EXERCISE GOAL
In the dissertation summary, rewrite the paragraph that begins "Route choice analysis investigates" as a short bulleted list that keeps its main facts.

The Roads Taken: Theory and Evidence on Route Choice in the wake of the I-35W Mississippi River Bridge Collapse and Reconstruction

19249-thumb-400x268-56595Congratulations to soon-to-be Dr. Shanjiang Zhu (September 2010- PhD Civil Engineering) for completing and successfully defending his Ph.D Dissertation –
The Roads Taken: Theory and Evidence on Route Choice in the wake of the I-35W Mississippi River Bridge Collapse and Reconstruction He will be joining the University of Maryland, College Park as a post-doc.

Route choice analysis investigates the path travelers follow to implement their travel plan. It is the most frequent, and thus arguably the most important decision travelers make on a daily basis. Long established efforts have been dedicated to a normative model of the route choice decision, while investigations of route choice from a descriptive perspective have been limited. Wardrop’s first principle, or the shortest path assumption, is still widely used in route choice models. Most recent route choice models, following either the random utility maximization or rule-based paradigm, require explicit enumeration of feasible routes. The quality of model estimation and prediction is sensitive to the appropriateness of the consideration set. However, few empirical studies of revealed route characteristics have been reported in the literature. Moreover, factors beyond travel time, such as preferences for travel time reliability, inertia in changing routes, and travel experience that could also have significant impacts on route choice, have not been fully explored and incorporated in route choice modeling. The phenomenon that people use more than one route between the same origin and destination during a period of time is not addressed by conventional route choice models either.
To bridge these gaps, this dissertation systematically evaluates people’s route choice behavior using data collected in the Minneapolis – St. Paul metropolitan area after the I-35W Bridge Collapse. Both aggregate traffic data and individual survey data show gaps between models based on shortest travel time assumption and traffic conditions observed in the field. This study then employs the individual GPS trajectory and GIS maps to systematically evaluate the characteristics of routes people actually use. Merits of route choice set generation algorithms widely used in practice are assessed. The phenomenon of route diversity is clearly revealed through analysis of field data. A route portfolio model is proposed to explain the rationale of choosing a portfolio of routes under uncertainty about network conditions. It is posited that a rule-based model,
comprehensively considering travelers’ characteristics, additional network metrics, and previous travel experience will better replicate observed route choices than the tradi- tional assumption of simply minimizing travel time or travel cost. Findings from this dissertation could also inform other parts of travel demand modeling.

Extracted data entries:

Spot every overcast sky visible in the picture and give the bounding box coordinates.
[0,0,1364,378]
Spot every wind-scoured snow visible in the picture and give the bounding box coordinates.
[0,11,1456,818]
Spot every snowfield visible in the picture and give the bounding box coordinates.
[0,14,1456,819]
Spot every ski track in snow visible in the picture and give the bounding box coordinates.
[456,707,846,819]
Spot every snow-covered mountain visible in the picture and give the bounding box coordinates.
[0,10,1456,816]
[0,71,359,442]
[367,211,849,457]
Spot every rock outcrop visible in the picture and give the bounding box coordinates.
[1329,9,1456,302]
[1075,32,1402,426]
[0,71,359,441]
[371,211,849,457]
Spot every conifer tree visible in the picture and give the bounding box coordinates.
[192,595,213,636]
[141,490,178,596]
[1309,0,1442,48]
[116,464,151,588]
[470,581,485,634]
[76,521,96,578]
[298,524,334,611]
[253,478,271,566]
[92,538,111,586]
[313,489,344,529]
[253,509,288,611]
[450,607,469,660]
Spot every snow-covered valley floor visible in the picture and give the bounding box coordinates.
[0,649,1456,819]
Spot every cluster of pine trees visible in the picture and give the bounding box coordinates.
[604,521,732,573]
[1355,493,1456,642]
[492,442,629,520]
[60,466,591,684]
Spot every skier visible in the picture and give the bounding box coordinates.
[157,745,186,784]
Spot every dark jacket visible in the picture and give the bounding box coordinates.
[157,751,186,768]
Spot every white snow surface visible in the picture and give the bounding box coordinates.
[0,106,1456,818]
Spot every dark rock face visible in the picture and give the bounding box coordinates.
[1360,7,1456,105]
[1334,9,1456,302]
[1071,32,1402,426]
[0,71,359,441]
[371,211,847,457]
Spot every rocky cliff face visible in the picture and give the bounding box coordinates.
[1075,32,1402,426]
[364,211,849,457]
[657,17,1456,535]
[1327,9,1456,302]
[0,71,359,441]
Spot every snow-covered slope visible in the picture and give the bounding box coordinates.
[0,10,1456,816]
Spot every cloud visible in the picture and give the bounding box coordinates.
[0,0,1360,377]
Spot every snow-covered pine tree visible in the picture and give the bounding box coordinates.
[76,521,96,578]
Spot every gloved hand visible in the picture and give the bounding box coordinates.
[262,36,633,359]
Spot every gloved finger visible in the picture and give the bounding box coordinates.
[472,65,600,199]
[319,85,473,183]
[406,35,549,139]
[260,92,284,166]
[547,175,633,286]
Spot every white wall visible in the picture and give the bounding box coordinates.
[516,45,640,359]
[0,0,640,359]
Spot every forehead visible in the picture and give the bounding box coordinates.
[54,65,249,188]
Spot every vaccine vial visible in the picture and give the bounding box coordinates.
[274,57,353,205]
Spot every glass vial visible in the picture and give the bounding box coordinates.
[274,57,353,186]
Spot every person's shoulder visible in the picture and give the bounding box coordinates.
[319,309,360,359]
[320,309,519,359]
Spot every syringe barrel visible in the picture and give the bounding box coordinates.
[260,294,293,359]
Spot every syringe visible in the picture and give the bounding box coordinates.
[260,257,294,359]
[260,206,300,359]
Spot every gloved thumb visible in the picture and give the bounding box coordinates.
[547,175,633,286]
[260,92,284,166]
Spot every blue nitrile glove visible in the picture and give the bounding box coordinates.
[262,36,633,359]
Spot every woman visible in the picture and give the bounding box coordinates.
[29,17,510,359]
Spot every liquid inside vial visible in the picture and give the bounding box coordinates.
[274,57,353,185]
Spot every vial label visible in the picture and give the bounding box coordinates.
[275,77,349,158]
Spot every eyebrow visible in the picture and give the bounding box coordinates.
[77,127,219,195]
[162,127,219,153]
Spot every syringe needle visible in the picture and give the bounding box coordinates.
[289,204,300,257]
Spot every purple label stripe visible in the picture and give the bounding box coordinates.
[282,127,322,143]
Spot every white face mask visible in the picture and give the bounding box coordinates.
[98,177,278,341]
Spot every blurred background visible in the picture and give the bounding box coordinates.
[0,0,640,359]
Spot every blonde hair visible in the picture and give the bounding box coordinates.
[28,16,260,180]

OUTPUT BELOW
- Route choice analysis studies the paths travelers follow to carry out their travel plans. It is the most frequent, and arguably the most important, daily travel decision.
- Long-standing work has focused on normative models of route choice. Descriptive study has been limited.
- Wardrop's first principle, the shortest path assumption, is still widely used in route choice models.
- Most recent models, whether random utility maximization or rule-based, require explicit enumeration of feasible routes. The quality of their estimation and prediction depends on how appropriate the consideration set is.
- Few empirical studies of revealed route characteristics have been reported.
- Factors beyond travel time have not been fully explored or built into models. These include preferences for travel time reliability, inertia in changing routes, and travel experience.
- Conventional models do not address people using more than one route between the same origin and destination over a period of time.